Study text:
Do I need an Enduring Guardian?

Do I need an Enduring Guardian?

Yes. We believe it is an essential part of the estate planning exercise.

An Enduring Guardianship gives someone the power to act on your behalf in all matters pertaining to your lifestyle – including medical treatment, hospitalisation, institutionalisation and the like.

It is important to understand the differences between a power of attorney and guardianship. Guardianship relates to decisions about a person's lifestyle and other personal matters, such as where they live, what services they should receive, and what medical and dental treatment they receive. Financial management, covered by a power of attorney, relates to decisions about a person's money and assets.
The power given to the guardian only applies if you are incapable of managing your person.

The power can be given to one or more persons. They can have the power to act jointly (ie together) or severally (individually). The current NSW form also allows for the appointment of an alternate guardian in the event that the original nominees are unable to act.

The power can be given subject to certain limitations and conditions, or it can be given unconditionally.

In NSW, the document will need to be witnessed by a solicitor. A lawyer will also need to witness the signature on the document by the nominated guardians (and alternate guardians, if relevant).

The NSW legislation governing enduring guardianship is the Guardianship Act 1987.

Should I discuss the enduring guardianship with the nominee before I sign it?

What you have to do:
Write out the enduring guardianship text above in full, word for word. Nothing in the lines further down is needed.

Raw data:
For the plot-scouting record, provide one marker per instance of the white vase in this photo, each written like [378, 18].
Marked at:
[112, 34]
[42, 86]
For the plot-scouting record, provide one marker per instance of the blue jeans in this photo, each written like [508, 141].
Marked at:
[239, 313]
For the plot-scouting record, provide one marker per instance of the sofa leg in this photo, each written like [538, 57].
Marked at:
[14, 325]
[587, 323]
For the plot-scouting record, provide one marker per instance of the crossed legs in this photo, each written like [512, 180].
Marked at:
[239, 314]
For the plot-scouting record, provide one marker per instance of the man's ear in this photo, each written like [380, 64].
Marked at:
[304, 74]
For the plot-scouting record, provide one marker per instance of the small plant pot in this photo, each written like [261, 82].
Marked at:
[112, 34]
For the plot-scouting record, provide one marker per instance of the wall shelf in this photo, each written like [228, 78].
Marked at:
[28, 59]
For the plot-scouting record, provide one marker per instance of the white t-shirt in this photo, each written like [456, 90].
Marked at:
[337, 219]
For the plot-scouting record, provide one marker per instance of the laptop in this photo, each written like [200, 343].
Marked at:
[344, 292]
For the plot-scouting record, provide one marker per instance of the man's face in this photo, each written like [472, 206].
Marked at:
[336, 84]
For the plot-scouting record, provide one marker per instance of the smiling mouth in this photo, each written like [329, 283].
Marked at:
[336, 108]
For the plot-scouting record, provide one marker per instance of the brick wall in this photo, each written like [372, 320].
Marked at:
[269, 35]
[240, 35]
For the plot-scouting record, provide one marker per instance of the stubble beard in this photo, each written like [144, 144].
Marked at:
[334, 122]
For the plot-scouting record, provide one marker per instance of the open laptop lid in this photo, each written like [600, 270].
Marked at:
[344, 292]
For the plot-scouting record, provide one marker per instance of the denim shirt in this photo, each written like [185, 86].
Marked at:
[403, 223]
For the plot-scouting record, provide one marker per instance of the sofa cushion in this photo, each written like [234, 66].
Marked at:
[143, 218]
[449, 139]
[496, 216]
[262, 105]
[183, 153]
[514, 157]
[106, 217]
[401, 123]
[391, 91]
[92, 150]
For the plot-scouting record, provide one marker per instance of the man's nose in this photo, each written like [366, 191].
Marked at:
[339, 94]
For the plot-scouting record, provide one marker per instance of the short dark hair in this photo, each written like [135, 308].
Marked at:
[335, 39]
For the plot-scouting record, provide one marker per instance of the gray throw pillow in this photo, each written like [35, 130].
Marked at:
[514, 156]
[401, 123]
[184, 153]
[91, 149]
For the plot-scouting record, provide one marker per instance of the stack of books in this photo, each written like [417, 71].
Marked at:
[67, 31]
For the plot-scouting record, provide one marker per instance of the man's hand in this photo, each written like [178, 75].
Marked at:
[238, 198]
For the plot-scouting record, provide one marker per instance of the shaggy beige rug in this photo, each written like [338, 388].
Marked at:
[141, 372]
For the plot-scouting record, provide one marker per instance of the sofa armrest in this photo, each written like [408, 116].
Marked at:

Output for this task:
Do I need an Enduring Guardian?

Do I need an Enduring Guardian?

Yes. We believe it is an essential part of the estate planning exercise.

An Enduring Guardianship gives someone the power to act on your behalf in all matters pertaining to your lifestyle – including medical treatment, hospitalisation, institutionalisation and the like.

It is important to understand the differences between a power of attorney and guardianship. Guardianship relates to decisions about a person's lifestyle and other personal matters, such as where they live, what services they should receive, and what medical and dental treatment they receive. Financial management, covered by a power of attorney, relates to decisions about a person's money and assets.
The power given to the guardian only applies if you are incapable of managing your person.

The power can be given to one or more persons. They can have the power to act jointly (ie together) or severally (individually). The current NSW form also allows for the appointment of an alternate guardian in the event that the original nominees are unable to act.

The power can be given subject to certain limitations and conditions, or it can be given unconditionally.

In NSW, the document will need to be witnessed by a solicitor. A lawyer will also need to witness the signature on the document by the nominated guardians (and alternate guardians, if relevant).

The NSW legislation governing enduring guardianship is the Guardianship Act 1987.

Should I discuss the enduring guardianship with the nominee before I sign it?